CONSIGNA A: Transcribe tal cual cada línea de los registros, de la primera a la última.

Cuenta Schalansky que, en cierta ocasión, llegaron a sus manos una serie de ilustraciones cartográficas de finales del siglo XIX, entre las que encontró el mapa de una pequeña isla, sin escala ni leyenda: “imaginé que un joven aprendiz de cartografía habría ensayado sus primeros trazos en esta isla, antes de atreverse a dibujar tierra firme; y de repente me resultó meridianamente claro que las islas no son más que pequeños continentes, y que los continentes, por lo tanto, no son nada más que islas muy grandes. Ese pedazo de tierra con claros contornos era perfecto, pero al mismo tiempo había sido olvidado completamente [...]; había perdido todos sus vínculos con la tierra firme, el resto del mundo simplemente se había esfumado”.
El inventario de las 50 ínsulas que conforman el libro está organizado en función de los océanos en las cuales se encuentran y un relato acompaña la presentación de cada una. Por ejemplo, Soledad (Rusia), ubicada en el Glacial Ártico, fue descubierta, según los registros, en 1878 por Edvard Holm Johannesen. Desde entonces alojó diversas estaciones meteorológicas hasta convertirse, durante la Guerra Fría, en una de las estaciones polares más grandes de la Unión Soviética y ser rebautizada como Isla de la Reclusión. Evacuada finalmente en 1996, todavía se conserva una bitácora con las últimas instrucciones para el desalojo y pende de las paredes de la antigua base un retrato de Lenin.
Socorro, localizada en el Pacífico e integrante del Archipiélago Revillagigedo, es la coprotagonista de la narración de George Hugh Banning, marinero californiano que, fascinado por los sitios deshabitados, se enroló como grumete con el afán de encontrar un territorio deshabitado. Su sueño se hizo realidad cuando se enroló en una expedición “por aguas mexicanas en uno de los primeros yates de diésel propulsados por electricidad”. En este periplo llegó a un cayo cercano a Baja California en el que no había “absolutamente nadie”, como le advirtieron sus camaradas cuando decidió quedarse: “Cuando le preguntaron por su fecha estimada de regreso, para ir por él y devolverlo a tierra firme, respondió: “Nunca, nunca, y esto es lo bello”. Años después de su rescate escribió sobre aquel lugar: “Me recuerda a un cúmulo de paja quemado, medio apagado por la lluvia, cuyas llamas carecen de la fuerza para volver a arder y se extinguen en silencio sobre un charco de agua mortecino”.
Leer un atlas implica una curiosidad quizá mayor que la de un viaje, genera en sus lectores la necesidad de tener todo el mundo ante sí, con su extrañeza geográfica y poética.

LOS REGISTROS:
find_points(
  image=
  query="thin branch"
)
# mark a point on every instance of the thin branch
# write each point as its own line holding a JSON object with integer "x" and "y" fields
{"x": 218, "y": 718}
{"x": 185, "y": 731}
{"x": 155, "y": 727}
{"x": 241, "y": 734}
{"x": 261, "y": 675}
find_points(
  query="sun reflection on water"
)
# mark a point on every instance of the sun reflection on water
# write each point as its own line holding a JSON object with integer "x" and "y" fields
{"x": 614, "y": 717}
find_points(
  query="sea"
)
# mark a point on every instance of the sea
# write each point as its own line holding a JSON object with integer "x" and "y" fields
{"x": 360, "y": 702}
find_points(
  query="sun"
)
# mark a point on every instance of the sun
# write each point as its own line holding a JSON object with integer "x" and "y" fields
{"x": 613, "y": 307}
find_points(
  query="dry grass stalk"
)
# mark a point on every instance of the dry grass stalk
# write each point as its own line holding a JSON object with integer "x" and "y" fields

CONSIGNA B: Reescribe en forma de lista el párrafo del texto sobre el atlas de islas que comienza con «El inventario de las 50 ínsulas» y conserva sus datos principales.

RESPUESTA COMPLETA A:
find_points(
  image=
  query="thin branch"
)
# mark a point on every instance of the thin branch
# write each point as its own line holding a JSON object with integer "x" and "y" fields
{"x": 218, "y": 718}
{"x": 185, "y": 731}
{"x": 155, "y": 727}
{"x": 241, "y": 734}
{"x": 261, "y": 675}
find_points(
  query="sun reflection on water"
)
# mark a point on every instance of the sun reflection on water
# write each point as its own line holding a JSON object with integer "x" and "y" fields
{"x": 614, "y": 717}
find_points(
  query="sea"
)
# mark a point on every instance of the sea
# write each point as its own line holding a JSON object with integer "x" and "y" fields
{"x": 360, "y": 702}
find_points(
  query="sun"
)
# mark a point on every instance of the sun
# write each point as its own line holding a JSON object with integer "x" and "y" fields
{"x": 613, "y": 307}
find_points(
  query="dry grass stalk"
)
# mark a point on every instance of the dry grass stalk
# write each point as its own line holding a JSON object with integer "x" and "y" fields

RESPUESTA COMPLETA B:
- El libro reúne 50 islas, ordenadas según el océano en que se encuentran, y cada una se presenta con un relato.
- Un ejemplo es Soledad (Rusia), en el Glacial Ártico, descubierta en 1878 por Edvard Holm Johannesen, según los registros.
- Desde entonces albergó diversas estaciones meteorológicas.
- Durante la Guerra Fría se convirtió en una de las mayores estaciones polares de la Unión Soviética y fue rebautizada como Isla de la Reclusión.
- Fue evacuada en 1996. Aún se conserva una bitácora con las últimas instrucciones para el desalojo, y en la antigua base cuelga un retrato de Lenin.